● **The exercise**
Copy each line of the material below word for word, leaving out the pictures.

▬▬▬▬▬▬▬▬▬▬

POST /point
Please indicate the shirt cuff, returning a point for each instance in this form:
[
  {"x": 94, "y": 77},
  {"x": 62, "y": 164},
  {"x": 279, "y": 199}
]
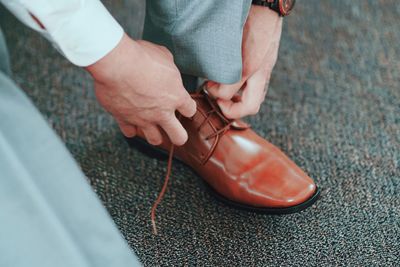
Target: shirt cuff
[{"x": 83, "y": 30}]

▬▬▬▬▬▬▬▬▬▬

● **Task output**
POST /point
Please indicate the shirt cuff, returning a point for each instance in this form:
[
  {"x": 94, "y": 77},
  {"x": 62, "y": 164},
  {"x": 279, "y": 199}
]
Target: shirt cuff
[{"x": 83, "y": 30}]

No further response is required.